**PARTS OF THE EXERCISE**
**A)** Rewrite the stretch of the Much Ado About Nothing review from "Acker also has" through "rejection by Beatrice.", putting "caution" in place of "wariness".
**B)** In the Much Ado About Nothing film review, which actor plays the police officer Dogberry?
**C)** Translate this sentence from the Much Ado About Nothing review into Spanish: "Acker does something physical that's especially brave and startling in one scene, so that we don't know whether to laugh or yelp in alarm."

Rating: PG-13
Stars: Amy Acker, Alexis Denisof, Fran Kranz, Jillian Morgese, Clark Gregg, Reed Diamond, Nathan Fillion, Sean Maher, Tom Lenk
Writer: William Shakespeare, adapted for the screen by Joss Whedon
Director: Joss Whedon
Distributor: Lionsgate
Release Date: June 7, 2013

If you want to introduce a phobic newcomer – say, a nervous teenager – to the works of William Shakespeare, director/scenarist Joss Whedon’s film adaptation of MUCH ADO ABOUT NOTHING is a great place to start. Set in modern moneyed suburbia, where houses have video security systems and the cops carry guns, the text is as ever ‘twas (with cuts to bring the film in under two hours), but the dialogue is delivered as though everyone is speaking colloquial English. Reed Diamond as Don Pedro especially excels at this – he is so fluent and relaxed with the language that he makes us forget people don’t talk like this all the time nowadays.

MUCH ADO, which takes place on a long weekend at Leonato’s (Clark Gregg) estate, revolves around two sets of conspiracies. One is the friendly, comic determination of friends and family to bring together the clearly meant-for-each-other but antagonistic Beatrice (Amy Acker), Leonato’s niece, and war hero Benedick (Alexis Denisof). The two bicker with each other and profess animosity, so everybody decides to let Beatrice and Benedick “overhear” their friends talking of how each is secretly yearning for the other.

A much darker plot is hatched by Don Pedro’s brother Don John (Sean Maher), recently defeated in battle, to convince Pedro’s young friend Claudio (Fran Kranz) that Claudio’s betrothed Hero (Jillian Morgese), Leonato’s daughter, has been unfaithful, on the night before the wedding, no less.

The comedy and the drama co-exist comfortably in the same universe, so that Hero’s horror at being humiliated by her beloved Claudio at their wedding ceremony is full of honest wounded feeling, but it doesn’t contradict the wonderful absurdity of police officers Dogberry (Nathan Fillion) and Verges (Tom Lenk) trying at all costs not to offend the local higher-ups.

The film isn’t averse to slapstick, either, with Beatrice and Benedick having extreme reactions to listening in on conversations about how their supposed enemy is in fact sick with love. Acker does something physical that’s especially brave and startling in one scene, so that we don’t know whether to laugh or yelp in alarm.

Acker also has a becoming toughness under Beatrice’s quippy exterior, so that when she snaps, “Dead, I think!” in a moment of crisis, we understand then and there that this character will not let the matter rest, as indeed she does not. Denisof gives Benedick a wariness so that we can easily imagine that his philosophy of dealing with the opposite sex is not an abstraction that Beatrice will cure, but rather something he’s developed specifically as a reaction to dealing with what he sees as rejection by Beatrice.

**GIVEN ENTRIES**
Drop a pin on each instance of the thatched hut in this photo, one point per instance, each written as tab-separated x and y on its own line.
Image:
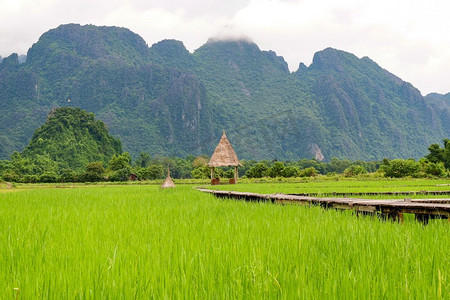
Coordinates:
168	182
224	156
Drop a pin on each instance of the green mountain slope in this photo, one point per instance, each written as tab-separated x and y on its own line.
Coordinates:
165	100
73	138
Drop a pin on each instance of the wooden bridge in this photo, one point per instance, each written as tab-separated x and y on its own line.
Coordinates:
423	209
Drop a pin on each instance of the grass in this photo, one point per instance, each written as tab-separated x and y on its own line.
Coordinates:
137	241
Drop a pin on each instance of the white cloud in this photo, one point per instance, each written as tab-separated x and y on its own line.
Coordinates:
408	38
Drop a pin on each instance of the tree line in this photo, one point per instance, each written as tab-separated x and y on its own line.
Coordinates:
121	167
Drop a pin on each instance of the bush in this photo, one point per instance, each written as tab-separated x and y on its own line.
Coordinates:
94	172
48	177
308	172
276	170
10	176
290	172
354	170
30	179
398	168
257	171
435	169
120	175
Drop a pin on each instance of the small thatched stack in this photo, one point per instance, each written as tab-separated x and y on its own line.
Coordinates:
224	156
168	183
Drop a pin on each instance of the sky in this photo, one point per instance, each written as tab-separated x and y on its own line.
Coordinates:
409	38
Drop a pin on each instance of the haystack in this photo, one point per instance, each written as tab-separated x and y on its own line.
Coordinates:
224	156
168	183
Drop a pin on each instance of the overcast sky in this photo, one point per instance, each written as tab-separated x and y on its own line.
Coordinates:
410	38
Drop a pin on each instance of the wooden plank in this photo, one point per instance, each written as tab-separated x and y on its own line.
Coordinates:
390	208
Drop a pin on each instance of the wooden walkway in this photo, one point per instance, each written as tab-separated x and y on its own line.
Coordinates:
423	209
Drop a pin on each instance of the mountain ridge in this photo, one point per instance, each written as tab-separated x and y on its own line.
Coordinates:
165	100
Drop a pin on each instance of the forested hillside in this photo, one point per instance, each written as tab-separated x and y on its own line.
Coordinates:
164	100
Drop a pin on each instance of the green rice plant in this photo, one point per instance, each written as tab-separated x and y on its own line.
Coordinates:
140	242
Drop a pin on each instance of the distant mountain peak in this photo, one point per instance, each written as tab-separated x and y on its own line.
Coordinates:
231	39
...
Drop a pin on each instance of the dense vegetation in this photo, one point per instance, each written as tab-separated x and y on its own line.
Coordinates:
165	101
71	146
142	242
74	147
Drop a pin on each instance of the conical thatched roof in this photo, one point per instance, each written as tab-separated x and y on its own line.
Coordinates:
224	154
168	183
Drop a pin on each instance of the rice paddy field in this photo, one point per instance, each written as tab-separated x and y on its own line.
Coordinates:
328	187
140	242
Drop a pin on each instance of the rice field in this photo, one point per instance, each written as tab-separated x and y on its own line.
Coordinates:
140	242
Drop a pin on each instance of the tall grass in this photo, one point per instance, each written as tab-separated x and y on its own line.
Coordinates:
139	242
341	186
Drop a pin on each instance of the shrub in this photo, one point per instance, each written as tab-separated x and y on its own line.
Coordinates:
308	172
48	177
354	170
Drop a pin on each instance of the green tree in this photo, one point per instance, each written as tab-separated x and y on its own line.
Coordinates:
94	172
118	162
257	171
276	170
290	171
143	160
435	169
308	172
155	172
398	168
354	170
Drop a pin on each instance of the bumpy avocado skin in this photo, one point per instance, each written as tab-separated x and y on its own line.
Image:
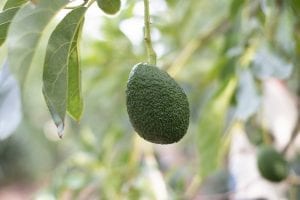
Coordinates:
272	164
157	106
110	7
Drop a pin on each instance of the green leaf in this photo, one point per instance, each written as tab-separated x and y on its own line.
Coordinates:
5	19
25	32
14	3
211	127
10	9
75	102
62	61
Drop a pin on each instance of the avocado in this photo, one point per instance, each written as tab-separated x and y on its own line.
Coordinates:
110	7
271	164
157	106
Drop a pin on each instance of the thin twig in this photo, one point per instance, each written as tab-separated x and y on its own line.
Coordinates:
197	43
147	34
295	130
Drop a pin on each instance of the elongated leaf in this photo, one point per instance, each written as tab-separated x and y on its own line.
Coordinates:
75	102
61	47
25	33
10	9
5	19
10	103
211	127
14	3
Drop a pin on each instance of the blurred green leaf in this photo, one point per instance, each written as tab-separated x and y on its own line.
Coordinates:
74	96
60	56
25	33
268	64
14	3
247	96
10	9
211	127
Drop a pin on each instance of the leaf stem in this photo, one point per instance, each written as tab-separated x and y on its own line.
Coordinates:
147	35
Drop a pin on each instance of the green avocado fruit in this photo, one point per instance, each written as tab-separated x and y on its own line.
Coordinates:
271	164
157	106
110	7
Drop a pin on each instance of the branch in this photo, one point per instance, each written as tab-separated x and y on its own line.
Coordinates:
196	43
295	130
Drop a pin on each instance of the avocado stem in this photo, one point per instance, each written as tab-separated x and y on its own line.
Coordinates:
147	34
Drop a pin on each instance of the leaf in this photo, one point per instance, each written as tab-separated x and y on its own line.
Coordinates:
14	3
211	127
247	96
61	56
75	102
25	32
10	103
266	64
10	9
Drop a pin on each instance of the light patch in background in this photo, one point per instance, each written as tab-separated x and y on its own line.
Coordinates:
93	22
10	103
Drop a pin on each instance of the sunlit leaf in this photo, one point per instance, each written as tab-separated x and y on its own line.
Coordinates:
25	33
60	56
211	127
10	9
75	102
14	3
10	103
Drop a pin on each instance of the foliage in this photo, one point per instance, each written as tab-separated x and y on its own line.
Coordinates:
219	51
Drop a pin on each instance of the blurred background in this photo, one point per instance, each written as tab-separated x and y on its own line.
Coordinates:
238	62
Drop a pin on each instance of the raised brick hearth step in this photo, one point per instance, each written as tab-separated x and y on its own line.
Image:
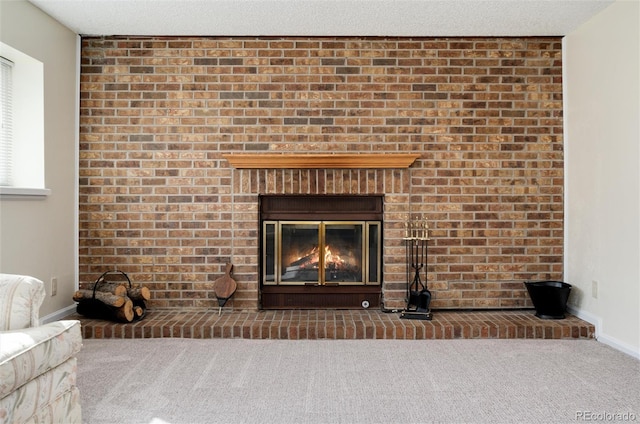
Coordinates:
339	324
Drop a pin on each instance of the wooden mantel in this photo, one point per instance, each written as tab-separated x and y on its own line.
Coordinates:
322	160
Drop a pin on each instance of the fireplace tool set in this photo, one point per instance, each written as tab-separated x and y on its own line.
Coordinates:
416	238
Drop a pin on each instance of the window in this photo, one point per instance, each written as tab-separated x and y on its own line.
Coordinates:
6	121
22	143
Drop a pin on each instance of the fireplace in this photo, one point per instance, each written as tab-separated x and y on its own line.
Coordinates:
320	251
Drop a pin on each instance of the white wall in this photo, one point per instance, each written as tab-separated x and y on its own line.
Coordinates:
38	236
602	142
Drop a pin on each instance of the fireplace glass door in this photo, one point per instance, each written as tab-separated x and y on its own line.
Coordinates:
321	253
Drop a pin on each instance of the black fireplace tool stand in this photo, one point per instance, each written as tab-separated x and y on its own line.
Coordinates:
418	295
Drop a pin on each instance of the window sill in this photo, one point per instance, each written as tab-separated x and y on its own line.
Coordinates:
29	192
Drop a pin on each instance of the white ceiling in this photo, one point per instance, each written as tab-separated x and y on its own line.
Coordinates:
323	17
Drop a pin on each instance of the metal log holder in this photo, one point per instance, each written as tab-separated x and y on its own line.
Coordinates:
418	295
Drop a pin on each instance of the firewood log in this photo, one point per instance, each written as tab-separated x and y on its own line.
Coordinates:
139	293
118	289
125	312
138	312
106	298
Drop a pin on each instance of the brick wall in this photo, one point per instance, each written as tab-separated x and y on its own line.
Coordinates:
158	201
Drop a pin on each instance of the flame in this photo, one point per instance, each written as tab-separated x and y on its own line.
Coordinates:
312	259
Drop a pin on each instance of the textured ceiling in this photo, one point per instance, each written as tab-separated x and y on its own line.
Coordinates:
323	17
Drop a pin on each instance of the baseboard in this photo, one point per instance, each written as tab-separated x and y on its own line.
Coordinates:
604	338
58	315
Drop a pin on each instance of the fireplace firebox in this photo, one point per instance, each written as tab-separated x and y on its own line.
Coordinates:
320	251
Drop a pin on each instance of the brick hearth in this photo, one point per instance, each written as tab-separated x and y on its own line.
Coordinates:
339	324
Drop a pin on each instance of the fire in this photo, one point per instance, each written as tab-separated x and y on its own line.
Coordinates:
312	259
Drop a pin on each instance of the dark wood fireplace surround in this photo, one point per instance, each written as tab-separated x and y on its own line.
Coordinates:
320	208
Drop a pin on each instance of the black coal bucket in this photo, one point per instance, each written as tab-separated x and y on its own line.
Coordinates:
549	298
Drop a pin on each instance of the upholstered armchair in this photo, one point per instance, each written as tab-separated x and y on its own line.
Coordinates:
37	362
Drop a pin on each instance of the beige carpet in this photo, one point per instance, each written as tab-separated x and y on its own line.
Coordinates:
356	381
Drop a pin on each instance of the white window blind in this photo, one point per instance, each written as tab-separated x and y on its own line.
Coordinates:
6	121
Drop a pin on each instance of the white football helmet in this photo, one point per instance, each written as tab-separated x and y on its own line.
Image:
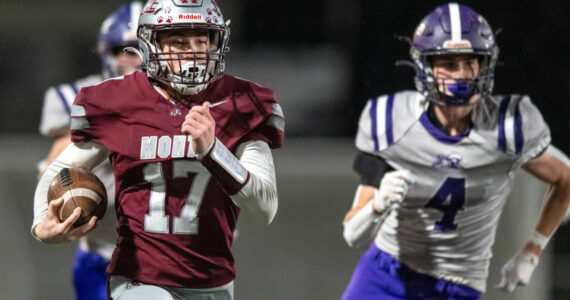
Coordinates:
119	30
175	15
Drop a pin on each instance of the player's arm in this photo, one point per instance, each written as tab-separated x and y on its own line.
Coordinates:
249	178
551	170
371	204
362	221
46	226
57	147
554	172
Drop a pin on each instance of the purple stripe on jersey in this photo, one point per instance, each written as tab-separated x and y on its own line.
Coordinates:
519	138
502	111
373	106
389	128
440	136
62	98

**SOLUTIONS**
**A)**
Acker also has a becoming toughness under Beatrice’s quippy exterior, so that when she snaps, “Dead, I think!” in a moment of crisis, we understand then and there that this character will not let the matter rest, as indeed she does not. Denisof gives Benedick a caution so that we can easily imagine that his philosophy of dealing with the opposite sex is not an abstraction that Beatrice will cure, but rather something he’s developed specifically as a reaction to dealing with what he sees as rejection by Beatrice.

**B)** Nathan Fillion

**C)** Acker hace algo físico que resulta especialmente valiente y sorprendente en una escena, de modo que no sabemos si reír o gritar de alarma.